Instructions for the task ▸ Output every line exactly as written. Leave out pictures.

Exercise materials ▸
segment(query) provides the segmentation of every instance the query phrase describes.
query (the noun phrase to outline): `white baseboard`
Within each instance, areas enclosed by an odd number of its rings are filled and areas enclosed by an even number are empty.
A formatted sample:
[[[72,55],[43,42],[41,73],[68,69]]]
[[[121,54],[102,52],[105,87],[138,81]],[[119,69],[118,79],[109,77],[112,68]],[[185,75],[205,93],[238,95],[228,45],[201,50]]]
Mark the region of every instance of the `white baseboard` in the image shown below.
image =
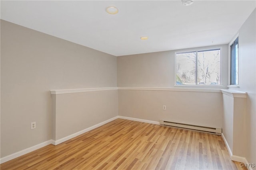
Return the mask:
[[[54,145],[56,145],[58,144],[59,144],[61,143],[62,143],[62,142],[65,142],[65,141],[68,141],[68,140],[70,139],[73,138],[74,138],[75,137],[76,137],[78,135],[80,135],[82,134],[83,133],[84,133],[86,132],[88,132],[88,131],[90,131],[91,130],[92,130],[94,129],[95,129],[97,127],[99,127],[100,126],[102,126],[105,124],[106,124],[109,122],[110,122],[114,120],[115,120],[117,118],[118,118],[118,116],[116,116],[112,118],[111,119],[110,119],[108,120],[107,120],[105,121],[104,121],[100,123],[98,123],[96,125],[94,125],[92,126],[91,126],[90,127],[88,127],[88,128],[86,128],[86,129],[84,129],[84,130],[82,130],[81,131],[80,131],[78,132],[76,132],[75,133],[74,133],[73,134],[70,135],[69,136],[68,136],[67,137],[64,137],[63,138],[62,138],[60,139],[58,139],[57,141],[53,141],[53,144]]]
[[[245,157],[234,155],[233,154],[233,153],[232,153],[232,151],[231,151],[231,150],[230,149],[230,148],[228,145],[228,142],[227,142],[227,140],[226,139],[226,138],[225,138],[225,136],[224,136],[224,135],[223,135],[223,133],[221,134],[221,136],[222,137],[222,139],[224,141],[224,142],[225,142],[226,147],[227,147],[227,148],[228,149],[228,153],[229,153],[229,155],[230,156],[231,160],[234,161],[239,162],[242,162],[245,164],[248,164],[248,161]],[[248,167],[246,168],[249,170],[252,170],[252,168],[251,167]]]
[[[231,156],[231,160],[244,163],[246,163],[247,161],[246,159],[244,157],[239,156],[236,155],[232,155]]]
[[[224,136],[224,135],[223,134],[223,133],[221,134],[221,136],[222,137],[222,139],[223,139],[223,141],[224,141],[224,142],[225,143],[225,144],[226,145],[226,147],[227,147],[227,148],[228,149],[228,153],[229,153],[229,156],[230,156],[230,158],[231,158],[232,157],[232,156],[233,156],[233,153],[232,153],[231,149],[230,149],[230,148],[229,147],[229,145],[228,143],[228,142],[227,141],[227,140],[226,139],[226,138],[225,138],[225,136]]]
[[[140,121],[141,122],[147,123],[148,123],[154,124],[155,125],[160,125],[158,121],[152,121],[151,120],[145,120],[140,119],[134,118],[133,117],[126,117],[125,116],[118,116],[118,118],[125,119],[127,120],[133,120],[134,121]]]
[[[10,160],[18,158],[19,156],[20,156],[24,154],[33,151],[36,149],[45,147],[48,145],[52,144],[53,143],[53,140],[49,140],[49,141],[43,142],[42,143],[40,143],[36,145],[27,148],[26,149],[24,149],[20,151],[13,153],[10,155],[6,156],[0,159],[0,163],[2,164],[2,163],[9,161]]]

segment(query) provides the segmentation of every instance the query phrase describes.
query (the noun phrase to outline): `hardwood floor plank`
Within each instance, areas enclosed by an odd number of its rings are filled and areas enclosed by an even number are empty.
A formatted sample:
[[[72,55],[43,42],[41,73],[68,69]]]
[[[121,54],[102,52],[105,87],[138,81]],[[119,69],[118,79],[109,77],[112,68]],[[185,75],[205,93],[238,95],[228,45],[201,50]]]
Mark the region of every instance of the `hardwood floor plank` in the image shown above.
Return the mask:
[[[118,119],[1,169],[236,170],[238,164],[220,136]]]

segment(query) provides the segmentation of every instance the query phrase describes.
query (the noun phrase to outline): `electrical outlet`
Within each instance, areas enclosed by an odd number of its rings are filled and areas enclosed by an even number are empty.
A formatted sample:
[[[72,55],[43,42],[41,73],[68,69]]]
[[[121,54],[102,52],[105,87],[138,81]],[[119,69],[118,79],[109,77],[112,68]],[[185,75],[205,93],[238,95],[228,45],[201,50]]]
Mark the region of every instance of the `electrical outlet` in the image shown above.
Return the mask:
[[[31,122],[31,129],[36,129],[36,122]]]
[[[163,110],[166,110],[166,106],[164,105],[163,106]]]

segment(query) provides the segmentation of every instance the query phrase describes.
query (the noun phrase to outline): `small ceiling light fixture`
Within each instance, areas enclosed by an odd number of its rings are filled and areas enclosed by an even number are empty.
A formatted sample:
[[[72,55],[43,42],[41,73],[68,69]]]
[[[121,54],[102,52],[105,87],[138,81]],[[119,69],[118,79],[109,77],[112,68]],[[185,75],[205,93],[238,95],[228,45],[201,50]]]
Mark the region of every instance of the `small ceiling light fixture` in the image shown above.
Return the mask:
[[[118,12],[118,10],[115,6],[109,6],[106,8],[106,11],[110,14],[115,14]]]
[[[148,39],[148,37],[147,37],[146,36],[144,36],[143,37],[140,37],[140,39],[142,39],[142,40],[146,40]]]
[[[182,5],[184,6],[190,5],[194,3],[193,0],[181,0],[181,2],[182,2]]]

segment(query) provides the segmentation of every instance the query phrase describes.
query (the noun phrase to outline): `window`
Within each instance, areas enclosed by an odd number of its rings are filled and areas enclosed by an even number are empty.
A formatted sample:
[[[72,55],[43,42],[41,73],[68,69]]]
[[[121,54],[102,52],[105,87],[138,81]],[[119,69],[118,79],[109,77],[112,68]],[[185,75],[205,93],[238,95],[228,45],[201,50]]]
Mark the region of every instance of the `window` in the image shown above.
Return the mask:
[[[230,85],[238,84],[238,37],[230,45]]]
[[[176,53],[176,85],[220,84],[220,49]]]

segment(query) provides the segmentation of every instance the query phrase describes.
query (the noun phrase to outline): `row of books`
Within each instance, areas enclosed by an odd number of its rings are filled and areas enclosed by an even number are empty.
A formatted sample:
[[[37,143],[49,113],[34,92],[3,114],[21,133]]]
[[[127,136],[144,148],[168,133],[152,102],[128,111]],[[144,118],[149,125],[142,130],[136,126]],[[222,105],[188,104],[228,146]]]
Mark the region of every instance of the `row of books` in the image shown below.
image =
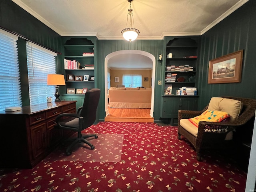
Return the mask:
[[[80,69],[81,64],[76,60],[69,60],[64,59],[64,69]]]
[[[83,69],[94,69],[94,65],[93,64],[86,64]]]
[[[85,52],[83,53],[83,56],[84,57],[89,57],[94,56],[94,53],[93,52]]]
[[[165,75],[166,82],[175,82],[176,81],[176,73],[167,73]]]
[[[180,65],[176,66],[175,65],[167,65],[166,66],[166,71],[193,71],[194,66],[190,65]]]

Task result ▸
segment(query) provides the segmentation of every instance the query phrase describes.
query (the noun phrase to outline): `white baseboard`
Within each instance, areas enclosed by an odd number of its rings are filled and areas enclosed by an even number are empty.
A formatted sample:
[[[72,55],[43,42],[41,73],[68,69]]]
[[[121,54],[102,52],[105,87],[138,81]],[[119,69],[118,79],[109,77],[112,68]],[[185,75],[205,93],[238,95],[228,45],[201,50]]]
Mark the region of every instance of the `white baseboard` in the image shown below.
image =
Return the mask:
[[[54,145],[56,145],[58,144],[59,144],[61,143],[62,143],[62,142],[65,142],[65,141],[68,141],[68,140],[70,139],[73,138],[74,138],[75,137],[76,137],[78,135],[80,135],[82,134],[83,133],[84,133],[86,132],[88,132],[88,131],[90,131],[91,130],[92,130],[94,129],[95,129],[97,127],[99,127],[100,126],[102,126],[105,124],[106,124],[109,122],[110,122],[114,120],[115,120],[117,118],[118,118],[118,116],[116,116],[112,118],[111,119],[110,119],[108,120],[107,120],[105,121],[104,121],[100,123],[98,123],[96,125],[94,125],[92,126],[91,126],[90,127],[88,127],[88,128],[86,128],[86,129],[84,129],[84,130],[82,130],[81,131],[80,131],[78,132],[76,132],[75,133],[74,133],[73,134],[70,135],[69,136],[68,136],[67,137],[64,137],[63,138],[62,138],[60,139],[58,139],[57,141],[53,141],[53,144]]]
[[[245,157],[234,155],[233,154],[233,153],[232,153],[232,151],[231,151],[231,150],[230,149],[230,148],[228,145],[228,142],[227,142],[227,140],[226,139],[226,138],[225,138],[225,136],[224,136],[224,135],[223,135],[223,133],[221,134],[221,136],[222,137],[222,139],[224,141],[224,142],[225,142],[226,147],[227,147],[227,148],[228,149],[228,153],[229,153],[229,155],[230,156],[231,160],[234,161],[239,162],[242,162],[245,164],[248,164],[248,161]],[[248,167],[246,168],[249,170],[252,170],[252,168],[251,167]]]
[[[231,156],[231,160],[244,163],[246,163],[247,161],[246,159],[244,157],[239,156],[236,155],[232,155]]]
[[[224,136],[224,135],[223,134],[223,133],[221,134],[221,136],[222,137],[222,139],[223,139],[223,141],[224,141],[224,142],[225,143],[225,144],[226,145],[226,147],[227,147],[227,148],[228,149],[228,153],[229,153],[229,156],[230,156],[230,158],[231,158],[232,157],[232,156],[233,156],[233,153],[232,153],[231,149],[230,149],[230,148],[229,147],[229,145],[228,143],[228,142],[227,141],[227,140],[226,139],[226,138],[225,138],[225,136]]]
[[[140,121],[141,122],[147,123],[148,123],[154,124],[155,125],[160,125],[158,121],[152,121],[151,120],[145,120],[140,119],[134,118],[133,117],[126,117],[125,116],[118,116],[118,118],[125,119],[127,120],[133,120],[134,121]]]
[[[10,160],[18,158],[19,156],[20,156],[24,154],[33,151],[36,149],[45,147],[48,145],[52,144],[53,143],[53,140],[49,140],[49,141],[43,142],[42,143],[40,143],[36,145],[27,148],[26,149],[24,149],[20,151],[13,153],[10,155],[6,156],[0,159],[0,163],[2,164],[2,163],[9,161]]]

segment(query) provides the segmentation of every instance the query phrase describes.
query (the noun phrase to outline): `hardwood floor plank`
Within each instance, areas enclosed by an odd number of its rings are filled and areas enclosed by an even number are empty.
A formatted sample:
[[[72,55],[43,42],[41,73],[68,69]]]
[[[121,54],[102,52],[105,87],[138,81]],[[119,69],[118,79],[109,77],[112,68]],[[185,75],[205,93],[238,95],[228,45],[201,50]]]
Mark the region of every instance of the `hardwood floor plank` in the image shown above.
Return the mask:
[[[118,119],[1,169],[236,170],[238,164],[220,136]]]

segment(query) provides the segmentation of every instance the query phrase describes.
query (the noun phrase to outline): `electrical outlet`
Within each instance, areas enclosed by an odd number of its rings are filled and areas enclosed by an even number are empty.
A formatted sample:
[[[72,55],[43,42],[41,73],[68,69]]]
[[[121,54],[102,52],[105,87],[138,81]],[[119,69],[118,79],[109,77],[112,68]],[[185,75],[205,93],[238,95],[228,45],[201,50]]]
Mark the region of every instance of the `electrical outlet` in the image shown above.
Return the mask:
[[[31,122],[31,129],[36,129],[36,122]]]
[[[163,110],[166,110],[166,106],[164,105],[163,106]]]

segment(query) provides the segmentation of every instance the query phrase describes.
query (the noun phrase to outline): `small ceiling light fixture`
Within each instance, areas enclosed by an odd number of its rings are filled and areas enclosed by an even number are empty.
A formatted sample:
[[[72,55],[43,42],[41,73],[68,69]]]
[[[121,54],[102,52],[105,87],[138,81]],[[119,69],[118,79],[109,77],[112,68]],[[185,75],[205,93],[238,95],[228,45],[201,50]]]
Mark the region of every instance of the `small ceiling light fixture` in the image shown above.
Return the mask:
[[[118,12],[118,10],[115,6],[109,6],[106,8],[106,11],[110,14],[115,14]]]
[[[148,39],[148,37],[147,37],[146,36],[144,36],[143,37],[140,37],[140,39],[142,39],[142,40],[146,40]]]
[[[182,5],[184,6],[190,5],[194,3],[193,0],[181,0],[181,2],[182,2]]]

segment(query) provides the segmentation of every instance the query phrase describes.
query (the noun phrase to outline): `window`
Within each instance, areas enclosed by an odd number of its rings are filled and areas enclosed by an even number are empty.
A formatted sample:
[[[72,55],[43,42],[41,73],[68,69]]]
[[[121,54],[102,52],[105,87],[138,81]],[[119,69],[118,79],[109,77],[112,68]],[[185,75],[205,93],[238,95],[228,45],[201,50]]]
Mark the region of every instance of the `window` in the image shown above.
Return the mask:
[[[230,85],[238,84],[238,37],[230,45]]]
[[[176,53],[176,85],[220,84],[220,49]]]

segment(query) provides the segmentation of every instance the query phrase describes.
query (the noun phrase to outline): `row of books`
Within each instance, areas enclosed by an odd number of its rings are filled and areas enclosed by an even number are empty.
A formatted sample:
[[[37,143],[49,113],[34,92],[3,114],[21,133]]]
[[[127,136],[144,148],[168,133],[152,102],[128,111]],[[144,118],[149,125],[142,130],[136,126]],[[222,105],[188,104],[228,146]]]
Mark the region of every instance of the `row of books` in the image shown below.
image =
Return the mask:
[[[80,69],[81,64],[76,60],[69,60],[64,59],[64,69]]]
[[[83,69],[94,69],[94,65],[93,64],[86,64]]]
[[[85,52],[83,53],[83,56],[84,57],[89,57],[94,56],[94,53],[93,52]]]
[[[165,75],[166,82],[175,82],[176,81],[176,73],[167,73]]]
[[[180,65],[176,66],[175,65],[167,65],[166,66],[166,71],[193,71],[194,66],[190,65]]]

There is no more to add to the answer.